Task statement: Repeat word for word the lines from the top of the records through the line containing "positive clicks: (157, 220)", and skip the pictures.

[Opening Input for this task section]

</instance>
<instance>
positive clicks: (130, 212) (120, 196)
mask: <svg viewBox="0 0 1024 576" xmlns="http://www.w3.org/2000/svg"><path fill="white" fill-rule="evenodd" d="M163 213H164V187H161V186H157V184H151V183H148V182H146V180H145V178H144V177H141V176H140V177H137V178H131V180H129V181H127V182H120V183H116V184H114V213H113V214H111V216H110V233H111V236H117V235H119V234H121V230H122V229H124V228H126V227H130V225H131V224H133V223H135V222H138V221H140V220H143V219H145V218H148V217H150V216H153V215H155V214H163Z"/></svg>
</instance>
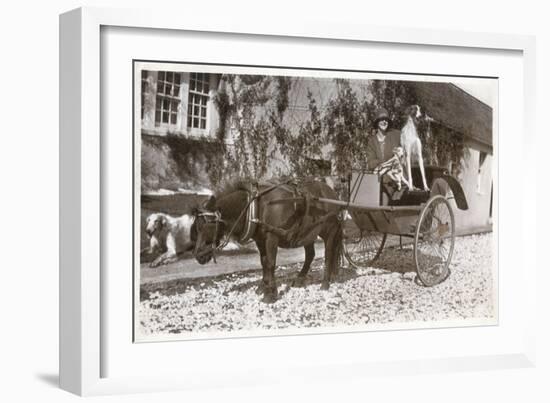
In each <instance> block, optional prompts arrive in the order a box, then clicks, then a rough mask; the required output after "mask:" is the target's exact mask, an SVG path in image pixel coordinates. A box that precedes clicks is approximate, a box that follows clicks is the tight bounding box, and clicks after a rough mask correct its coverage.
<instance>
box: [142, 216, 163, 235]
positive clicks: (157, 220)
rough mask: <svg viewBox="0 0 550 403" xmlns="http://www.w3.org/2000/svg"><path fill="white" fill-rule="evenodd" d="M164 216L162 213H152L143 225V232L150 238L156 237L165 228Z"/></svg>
mask: <svg viewBox="0 0 550 403" xmlns="http://www.w3.org/2000/svg"><path fill="white" fill-rule="evenodd" d="M166 222H167V220H166V216H165V215H164V214H162V213H153V214H151V215H149V217H147V220H146V224H145V232H146V233H147V235H148V236H149V238H152V237H153V236H154V235H157V234H158V233H159V232H160V231H162V230H163V228H164V227H165V226H166Z"/></svg>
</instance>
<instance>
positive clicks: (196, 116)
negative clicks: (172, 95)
mask: <svg viewBox="0 0 550 403" xmlns="http://www.w3.org/2000/svg"><path fill="white" fill-rule="evenodd" d="M209 80H210V77H209V74H206V73H191V76H190V79H189V103H188V106H187V127H189V128H193V129H206V110H207V108H206V106H207V104H208V92H209V91H210V84H209Z"/></svg>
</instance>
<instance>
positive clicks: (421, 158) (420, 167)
mask: <svg viewBox="0 0 550 403" xmlns="http://www.w3.org/2000/svg"><path fill="white" fill-rule="evenodd" d="M417 140H418V144H417V146H416V147H417V148H416V155H417V158H418V165H419V166H420V174H421V175H422V186H424V190H426V191H427V190H430V188H428V184H427V183H426V174H425V173H424V159H423V158H422V143H421V142H420V139H417Z"/></svg>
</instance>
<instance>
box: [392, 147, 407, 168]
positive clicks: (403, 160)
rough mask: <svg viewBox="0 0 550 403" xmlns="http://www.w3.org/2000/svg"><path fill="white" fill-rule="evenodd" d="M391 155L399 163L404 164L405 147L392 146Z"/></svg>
mask: <svg viewBox="0 0 550 403" xmlns="http://www.w3.org/2000/svg"><path fill="white" fill-rule="evenodd" d="M393 155H395V156H396V157H397V159H398V160H399V162H400V163H401V165H404V164H405V149H404V148H403V147H401V146H398V147H394V148H393Z"/></svg>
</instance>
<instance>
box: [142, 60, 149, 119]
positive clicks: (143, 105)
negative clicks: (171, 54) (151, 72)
mask: <svg viewBox="0 0 550 403" xmlns="http://www.w3.org/2000/svg"><path fill="white" fill-rule="evenodd" d="M147 75H148V72H147V70H141V119H143V115H144V113H145V93H146V92H147V90H148V87H147Z"/></svg>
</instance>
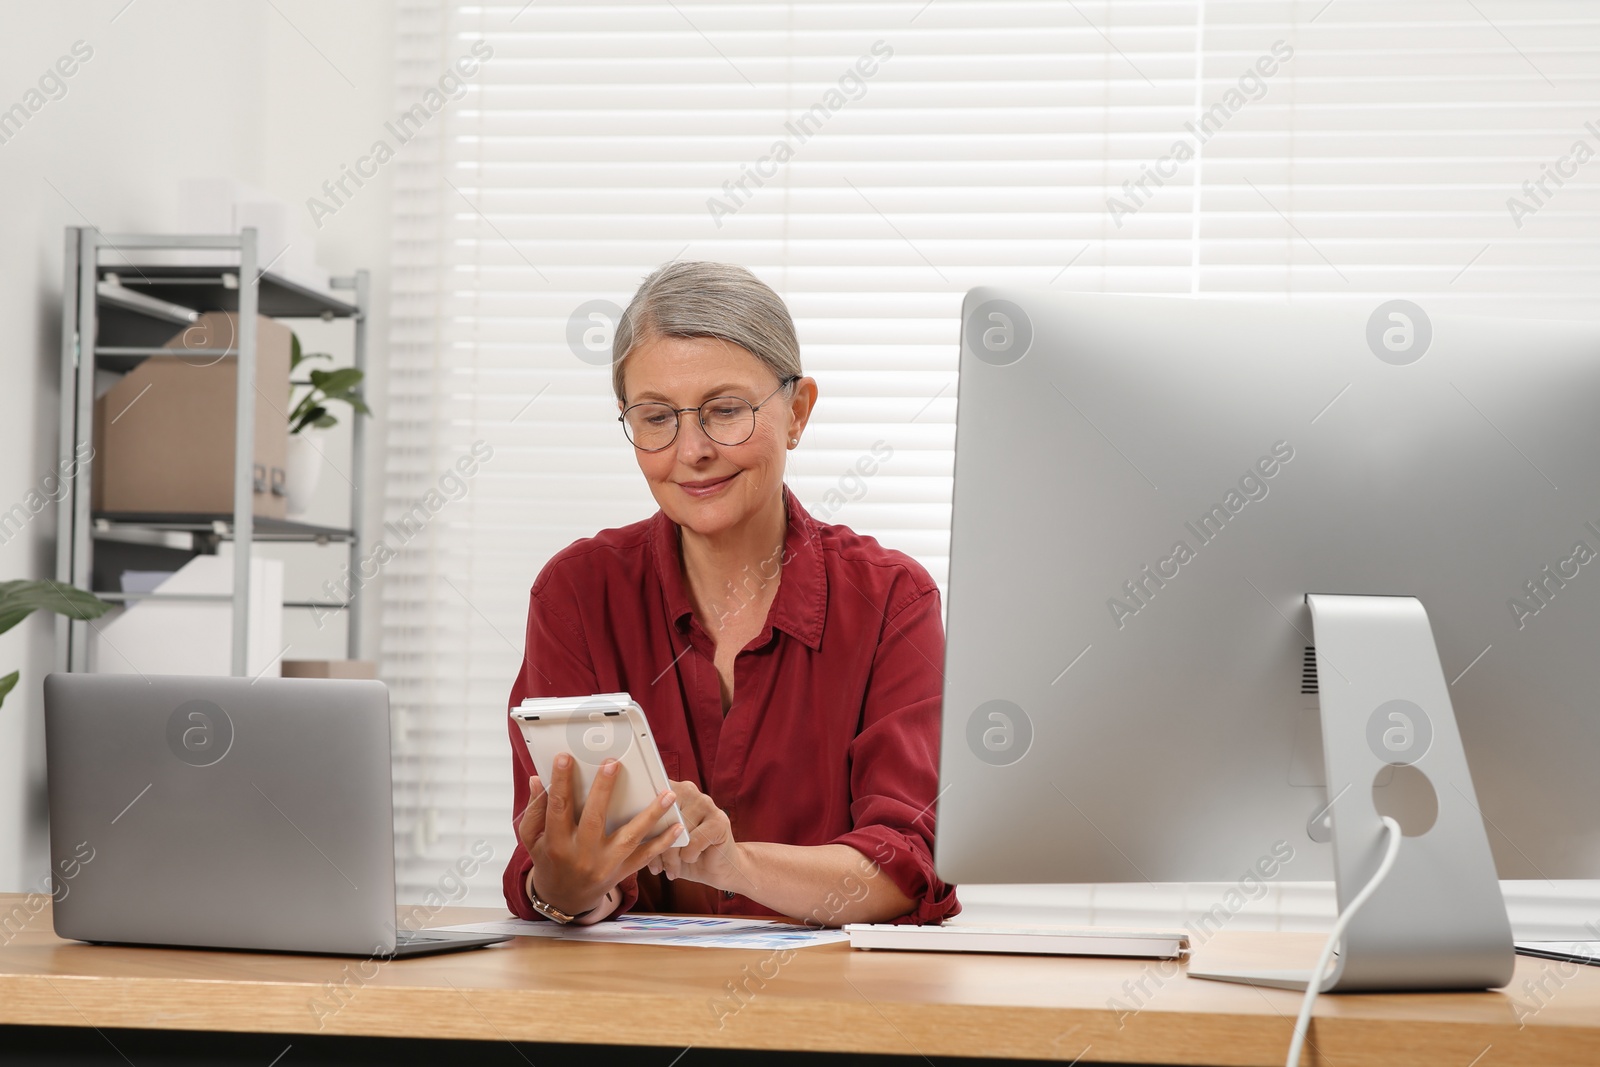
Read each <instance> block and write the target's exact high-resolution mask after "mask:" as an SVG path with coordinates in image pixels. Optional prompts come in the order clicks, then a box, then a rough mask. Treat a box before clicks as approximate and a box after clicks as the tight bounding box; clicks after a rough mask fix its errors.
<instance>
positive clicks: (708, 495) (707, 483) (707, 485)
mask: <svg viewBox="0 0 1600 1067" xmlns="http://www.w3.org/2000/svg"><path fill="white" fill-rule="evenodd" d="M739 474H741V472H738V470H734V472H733V474H725V475H722V477H720V478H701V480H699V482H678V488H680V490H683V491H685V493H688V494H690V496H693V498H696V499H702V498H707V496H715V494H718V493H722V491H723V490H726V488H728V486H730V485H733V480H734V478H738V477H739Z"/></svg>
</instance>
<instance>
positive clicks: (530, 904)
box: [501, 568, 638, 920]
mask: <svg viewBox="0 0 1600 1067" xmlns="http://www.w3.org/2000/svg"><path fill="white" fill-rule="evenodd" d="M562 597H563V584H562V582H560V579H558V577H557V576H554V574H552V571H550V568H546V571H544V573H542V574H539V579H538V581H536V582H534V584H533V590H531V593H530V597H528V635H526V643H525V649H523V661H522V670H518V672H517V680H515V683H514V685H512V688H510V699H509V701H507V712H509V710H510V709H514V707H517V705H520V704H522V702H523V699H526V697H542V696H590V694H594V693H598V686H597V685H595V672H594V665H592V659H590V654H589V648H587V645H586V641H584V638H582V633H581V632H579V630H578V625H576V624H574V622H573V621H571V617H570V616H568V614H566V613H565V611H563V609H562ZM506 728H507V729H509V731H510V753H512V776H510V777H512V829H514V830H515V825H517V822H520V821H522V813H523V809H525V808H526V806H528V777H530V776H531V774H538V773H539V771H538V769H536V768H534V766H533V757H531V755H528V745H526V744H525V742H523V739H522V729H520V728H518V726H517V721H515V720H512V718H510V715H509V713H507V717H506ZM531 869H533V857H531V856H528V849H525V848H523V846H522V841H520V840H518V843H517V846H515V849H512V854H510V862H507V864H506V873H504V875H502V878H501V885H502V889H504V891H506V905H507V907H509V909H510V910H512V913H514V915H518V917H522V918H531V920H538V918H542V917H541V915H539V913H538V912H534V910H533V904H531V902H530V901H528V893H526V883H528V872H530V870H531ZM618 888H619V889H621V893H622V899H621V902H619V904H618V907H616V909H614V910H613V912H611V915H618V913H621V912H626V910H629V909H630V907H634V904H635V901H638V878H637V875H629V877H627V878H626V880H624V881H622V883H621V885H619V886H618Z"/></svg>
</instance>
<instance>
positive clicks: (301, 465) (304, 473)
mask: <svg viewBox="0 0 1600 1067" xmlns="http://www.w3.org/2000/svg"><path fill="white" fill-rule="evenodd" d="M317 437H322V435H320V434H318V435H317ZM318 448H322V442H318V440H314V438H312V434H310V432H309V430H306V432H301V434H290V454H288V470H285V472H283V488H285V491H286V493H288V498H290V499H288V514H290V518H301V517H304V515H306V512H309V510H310V502H312V499H314V498H315V496H317V480H318V478H322V453H320V451H317V450H318Z"/></svg>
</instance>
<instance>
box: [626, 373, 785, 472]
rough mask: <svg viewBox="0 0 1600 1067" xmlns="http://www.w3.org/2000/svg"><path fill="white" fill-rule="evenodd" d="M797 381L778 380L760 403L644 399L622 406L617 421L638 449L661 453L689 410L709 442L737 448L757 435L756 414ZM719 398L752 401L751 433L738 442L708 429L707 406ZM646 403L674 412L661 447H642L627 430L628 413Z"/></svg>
mask: <svg viewBox="0 0 1600 1067" xmlns="http://www.w3.org/2000/svg"><path fill="white" fill-rule="evenodd" d="M797 381H800V376H798V374H790V376H789V378H786V379H782V381H781V382H778V389H774V390H773V392H770V394H766V397H763V398H762V402H760V403H750V402H749V400H746V398H744V397H712V398H710V400H706V402H702V403H698V405H694V406H693V408H674V406H672V405H670V403H666V402H664V400H642V402H638V403H630V405H627V406H626V408H622V413H621V414H618V416H616V421H618V422H621V424H622V437H626V438H627V443H629V445H634V448H638V451H642V453H659V451H662V450H667V448H672V446H674V445H675V443H677V440H678V432H680V430H682V429H683V414H685V413H688V411H693V413H694V416H696V419H699V424H701V434H704V435H706V438H707V440H709V442H712V443H714V445H723V446H725V448H736V446H739V445H742V443H744V442H747V440H750V438H752V437H755V416H757V414H760V411H762V408H765V406H766V405H768V402H771V398H773V397H776V395H778V394H781V392H782V390H786V389H789V387H790V386H794V384H795V382H797ZM718 400H738V402H739V403H750V432H749V434H746V435H744V437H742V438H739V440H736V442H718V440H717V438H715V437H712V435H710V430H709V429H706V408H707V406H710V405H714V403H717V402H718ZM646 405H656V406H661V408H666V410H667V411H670V413H672V414H674V424H672V437H670V438H667V443H666V445H661V446H659V448H640V445H637V443H635V442H634V435H632V434H629V432H627V413H629V411H632V410H634V408H643V406H646Z"/></svg>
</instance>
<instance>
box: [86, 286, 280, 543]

[Closing Input for this task section]

Output for this exercise:
</instance>
<instance>
positive clicks: (130, 212) (120, 196)
mask: <svg viewBox="0 0 1024 576" xmlns="http://www.w3.org/2000/svg"><path fill="white" fill-rule="evenodd" d="M163 213H164V187H161V186H157V184H151V183H148V182H146V180H145V178H144V177H141V176H140V177H137V178H131V180H129V181H127V182H120V183H116V184H114V213H113V214H111V216H110V233H111V236H117V235H119V234H121V230H122V229H124V228H126V227H130V225H131V224H133V223H135V222H138V221H140V220H143V219H145V218H148V217H150V216H153V215H155V214H163Z"/></svg>
</instance>
In each <instance> block, optional prompts arrive in the order a box, then clicks, then a rough mask; the required output after "mask:" is the target's exact mask, an SVG path in image pixel coordinates. A box that precedes clicks is approximate, a box that follows clicks is the tight bounding box, and clicks after a rough mask correct its coverage.
<instance>
box: [142, 216, 163, 235]
positive clicks: (157, 220)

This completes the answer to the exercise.